### DATA SUPPLIED

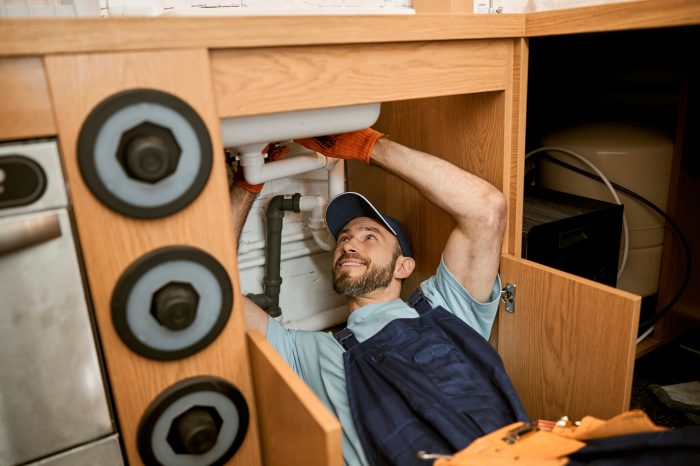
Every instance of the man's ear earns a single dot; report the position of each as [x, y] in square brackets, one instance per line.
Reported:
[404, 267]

######
### DATA SUPPLIED

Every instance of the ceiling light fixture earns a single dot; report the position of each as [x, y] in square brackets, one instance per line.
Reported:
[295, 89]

######

■ **TASK ITEM**
Scan the data above for the string "single" and copy each line where it appears.

■ **REPLY TO THE TASK**
Every instance of the man's ear earns a single dot; report the position of each as [x, y] in square brackets, one instance per line.
Every instance of the ceiling light fixture earns a single dot; report the position of each as [x, y] in square brackets, one instance per line.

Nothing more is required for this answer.